TASK REQUIREMENTS:
- A) Answer these questions about the multi-cluster setup guide.
(i) How much RAM and how many CPU cores should be allocated to Docker?
(ii) What name is given to the cluster created for the control plane?
(iii) Which version of the control plane Helm chart does the install command specify?
- B) Proceed with the multi-cluster setup guide, picking up right after its last line.

___ PAGE TEXT ___

Multi Cluster Setup
This guide walks you through step-by-step instructions for deploying OpenChoreo across multiple clusters. This deploys a Control Plane, a Data Plane, and optional Build and Observability Planes in separate clusters.
Prerequisites
- Docker – Just have it installed on your machine, and you're good to go.
- We recommend using Docker Engine version 26.0+.
- Allocate at least 8 GB RAM and 4 CPU cores to Docker (or the VM running Docker).
- Important for Mac users: We recommend using Colima with VZ Rosetta support for optimal compatibility. Start Colima with:
colima start --vm-type=vz --vz-rosetta --cpu 4 --memory 8noteIf you encounter issues with other Docker alternatives (Docker Desktop, Rancher Desktop, etc.), please report them on GitHub.
- Kind v0.20+ installed
- kubectl v1.32+ installed
- Helm v3.12+ installed
Verify Prerequisites
Before proceeding, verify that all tools are installed and meet the minimum version requirements:
# Check Docker (should be v20.10+)
docker --version
# Check Kind (should be v0.20+)
kind --version
# Check kubectl (should be v1.32+)
kubectl version --client
# Check Helm (should be v3.12+)
helm version --short
Make sure Docker is running:
docker info
Quick Setup
This multi-cluster setup deploys OpenChoreo components across separate clusters for better isolation and scalability:
- Control Plane Cluster: Hosts the OpenChoreo API server and controllers
- Data Plane Cluster: Hosts application workloads and runtime components
- Build Plane Cluster (Optional): Hosts CI/CD capabilities using Argo Workflows
- Observability Plane Cluster (Optional): Hosts monitoring and logging infrastructure
1. Setup the Control Plane
Create the Control Plane Cluster
Create a dedicated Kind cluster for the control plane components:
curl -s https://raw.githubusercontent.com/openchoreo/openchoreo/release-v0.3/install/kind/multi-cluster-setup/kind-config-cp.yaml | kind create cluster --config=-
This will:
- Create a cluster named "openchoreo-cp"
- Set up control plane nodes
- Set kubectl context to "kind-openchoreo-cp"
Install OpenChoreo Control Plane
Install the OpenChoreo control plane using Helm. This will create the openchoreo-control-plane namespace automatically:
helm install control-plane oci://ghcr.io/openchoreo/helm-charts/openchoreo-control-plane \
--version 0.3.2 \
--create-namespace --namespace openchoreo-control-plane \
--timeout=10m \
--kube-context kind-openchoreo-cp
Wait for the installation to complete and verify all pods are running:
kubectl get pods -n openchoreo-control-plane --context kind-openchoreo-cp
You should see pods for:
controller-manager(Running)api-server(Running)cert-manager-*(3 pods, all Running)

___ MATERIAL ___

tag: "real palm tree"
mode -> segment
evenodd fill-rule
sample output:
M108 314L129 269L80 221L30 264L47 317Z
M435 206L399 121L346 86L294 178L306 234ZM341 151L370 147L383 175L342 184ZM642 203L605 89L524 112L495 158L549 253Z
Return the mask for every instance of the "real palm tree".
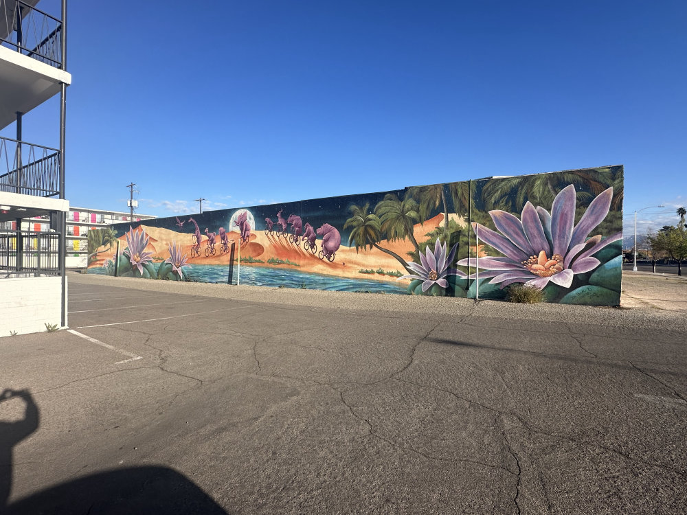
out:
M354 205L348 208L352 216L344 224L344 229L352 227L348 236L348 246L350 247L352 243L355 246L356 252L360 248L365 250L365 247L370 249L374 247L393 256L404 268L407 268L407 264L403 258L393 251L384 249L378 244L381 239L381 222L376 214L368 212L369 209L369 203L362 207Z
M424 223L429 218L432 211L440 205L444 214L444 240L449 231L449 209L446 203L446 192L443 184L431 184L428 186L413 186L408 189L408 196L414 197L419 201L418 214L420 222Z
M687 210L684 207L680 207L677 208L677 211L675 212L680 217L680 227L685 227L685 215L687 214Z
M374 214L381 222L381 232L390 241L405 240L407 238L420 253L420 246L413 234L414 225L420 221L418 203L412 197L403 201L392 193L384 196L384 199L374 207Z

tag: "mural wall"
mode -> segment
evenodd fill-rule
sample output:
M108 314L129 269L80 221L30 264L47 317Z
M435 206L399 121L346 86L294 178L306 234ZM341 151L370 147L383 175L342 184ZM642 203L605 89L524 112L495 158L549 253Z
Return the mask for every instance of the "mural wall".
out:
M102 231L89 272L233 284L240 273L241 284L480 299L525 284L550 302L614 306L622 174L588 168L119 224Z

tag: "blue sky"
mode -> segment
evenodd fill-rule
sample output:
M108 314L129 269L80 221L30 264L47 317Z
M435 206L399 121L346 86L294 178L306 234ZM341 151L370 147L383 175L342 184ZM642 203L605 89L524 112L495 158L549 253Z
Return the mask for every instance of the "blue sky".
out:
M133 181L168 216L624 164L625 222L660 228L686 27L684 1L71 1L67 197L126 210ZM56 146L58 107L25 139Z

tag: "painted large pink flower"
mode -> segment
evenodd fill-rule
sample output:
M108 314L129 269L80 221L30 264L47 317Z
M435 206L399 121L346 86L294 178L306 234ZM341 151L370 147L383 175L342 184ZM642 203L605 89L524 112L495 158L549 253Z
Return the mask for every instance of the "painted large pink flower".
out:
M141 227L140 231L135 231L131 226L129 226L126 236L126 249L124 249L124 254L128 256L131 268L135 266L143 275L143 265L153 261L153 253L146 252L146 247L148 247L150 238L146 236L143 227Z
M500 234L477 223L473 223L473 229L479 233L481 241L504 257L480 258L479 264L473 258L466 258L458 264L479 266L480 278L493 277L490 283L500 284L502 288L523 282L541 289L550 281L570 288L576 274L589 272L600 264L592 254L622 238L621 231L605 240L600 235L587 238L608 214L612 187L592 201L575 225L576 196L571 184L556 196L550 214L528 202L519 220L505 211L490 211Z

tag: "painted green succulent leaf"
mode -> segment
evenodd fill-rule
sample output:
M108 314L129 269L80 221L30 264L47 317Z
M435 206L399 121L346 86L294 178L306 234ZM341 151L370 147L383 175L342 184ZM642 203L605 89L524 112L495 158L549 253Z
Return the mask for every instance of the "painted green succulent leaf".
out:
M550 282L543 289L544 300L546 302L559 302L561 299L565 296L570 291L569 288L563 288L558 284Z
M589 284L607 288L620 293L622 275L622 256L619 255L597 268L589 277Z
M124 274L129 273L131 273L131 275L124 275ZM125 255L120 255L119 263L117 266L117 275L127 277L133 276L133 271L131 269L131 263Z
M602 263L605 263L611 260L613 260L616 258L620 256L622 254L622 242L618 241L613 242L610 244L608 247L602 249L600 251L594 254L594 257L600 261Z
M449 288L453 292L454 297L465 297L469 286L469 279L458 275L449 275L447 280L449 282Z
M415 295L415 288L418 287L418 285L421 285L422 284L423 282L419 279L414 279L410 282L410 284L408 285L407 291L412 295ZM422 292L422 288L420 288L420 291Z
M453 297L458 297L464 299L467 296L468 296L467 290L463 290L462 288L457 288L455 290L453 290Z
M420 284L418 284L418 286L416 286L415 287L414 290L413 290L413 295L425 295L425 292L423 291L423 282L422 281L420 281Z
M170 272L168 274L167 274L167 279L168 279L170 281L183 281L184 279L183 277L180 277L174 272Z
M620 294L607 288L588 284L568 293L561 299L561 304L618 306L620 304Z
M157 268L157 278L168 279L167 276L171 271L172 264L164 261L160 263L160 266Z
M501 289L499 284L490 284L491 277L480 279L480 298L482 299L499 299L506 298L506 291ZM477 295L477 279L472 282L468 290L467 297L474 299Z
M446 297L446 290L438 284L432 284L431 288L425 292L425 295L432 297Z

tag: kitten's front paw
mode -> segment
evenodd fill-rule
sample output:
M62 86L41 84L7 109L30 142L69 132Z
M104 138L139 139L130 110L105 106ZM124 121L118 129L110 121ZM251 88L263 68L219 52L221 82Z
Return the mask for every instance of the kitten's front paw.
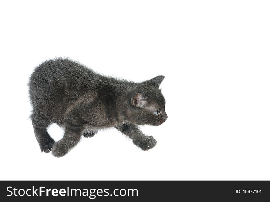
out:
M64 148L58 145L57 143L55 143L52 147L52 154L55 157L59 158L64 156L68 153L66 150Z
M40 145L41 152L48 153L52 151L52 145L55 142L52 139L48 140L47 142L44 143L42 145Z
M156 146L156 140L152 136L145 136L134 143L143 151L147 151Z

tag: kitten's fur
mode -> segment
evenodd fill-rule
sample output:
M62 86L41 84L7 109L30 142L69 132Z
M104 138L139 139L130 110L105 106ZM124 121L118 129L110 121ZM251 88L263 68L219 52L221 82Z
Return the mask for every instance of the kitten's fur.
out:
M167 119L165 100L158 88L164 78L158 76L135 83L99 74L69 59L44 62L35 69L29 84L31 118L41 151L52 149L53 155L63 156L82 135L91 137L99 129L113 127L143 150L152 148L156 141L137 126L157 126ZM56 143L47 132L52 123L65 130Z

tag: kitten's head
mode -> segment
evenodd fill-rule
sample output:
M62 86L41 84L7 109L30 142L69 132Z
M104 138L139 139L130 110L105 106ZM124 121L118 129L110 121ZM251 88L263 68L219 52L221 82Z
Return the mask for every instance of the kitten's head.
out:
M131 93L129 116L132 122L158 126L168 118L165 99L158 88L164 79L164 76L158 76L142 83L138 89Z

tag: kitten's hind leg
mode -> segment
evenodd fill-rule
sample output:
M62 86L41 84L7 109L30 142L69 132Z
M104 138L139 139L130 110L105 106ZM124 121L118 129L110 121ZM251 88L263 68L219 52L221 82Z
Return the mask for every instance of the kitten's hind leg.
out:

___

TASK-BY-TASK ANSWERS:
- A)
(i) At least 8 GB RAM and 4 CPU cores.
(ii) "openchoreo-cp".
(iii) 0.3.2.

- B)
2. Setup the Data Plane
Create the Data Plane Cluster
Create a dedicated Kind cluster for the data plane components:
curl -s https://raw.githubusercontent.com/openchoreo/openchoreo/release-v0.3/install/kind/multi-cluster-setup/kind-config-dp.yaml | kind create cluster --config=-
This will:
- Create a cluster named "openchoreo-dp"
- Set up control plane and worker nodes
- Set kubectl context to "kind-openchoreo-dp"
Install Cilium CNI
Install Cilium as the Container Network Interface (CNI). This will create the cilium namespace automatically:
helm install cilium oci://ghcr.io/openchoreo/helm-charts/cilium --version 0.3.2 --create-namespace --namespace cilium --wait --kube-context kind-openchoreo-dp
Wait for Cilium pods to be ready:
kubectl wait --for=condition=Ready pod -l k8s-app=cilium -n cilium --timeout=300s --context=kind-openchoreo-dp
Verify that the nodes are now Ready:
kubectl get nodes --context=kind-openchoreo-dp
You should see both nodes in Ready status.
Install OpenChoreo Data Plane
Install the OpenChoreo data plane using Helm. This will create the openchoreo-data-plane namespace automatically:
helm install data-plane oci://ghcr.io/openchoreo/helm-charts/openchoreo-data-plane \
--version 0.3.2 \
--create-namespace --namespace openchoreo-data-plane \
--timeout=10m \
--set cert-manager.enabled=true \
--set cert-manager.crds.enabled=true \
--kube-context kind-openchoreo-dp
Note: We enable cert-manager since this is a separate cluster from the control plane.
Wait for dataplane components to be ready:
kubectl get pods -n openchoreo-data-plane --context=kind-openchoreo-dp
You should see pods for:
hashicorp-vault-0(Running)secrets-store-csi-driver-*(Running on each node)gateway-*(Running)registry-*(Running)redis-*(Running)envoy-gateway-*(Running)envoy-ratelimit-*(Running)fluent-bit-*(Running)
Configure DataPlane
Register the data plane with the control plane by running:
bash -c "$(curl -s https://raw.githubusercontent.com/openchoreo/openchoreo/release-v0.3/install/add-default-dataplane.sh)" -- --multi-cluster
This script will:
- Detect multi-cluster mode automatically
- Extract cluster credentials from your kubeconfig
- Create a DataPlane resource in the default namespace
- Configure the registry and gateway endpoints
Verify the DataPlane was created:
kubectl get dataplane -n default
3. Setup the Build Plane (Optional)
The Build Plane is required if you plan to use OpenChoreo's internal CI capabilities. If you're only deploying pre-built container images, you can skip this step.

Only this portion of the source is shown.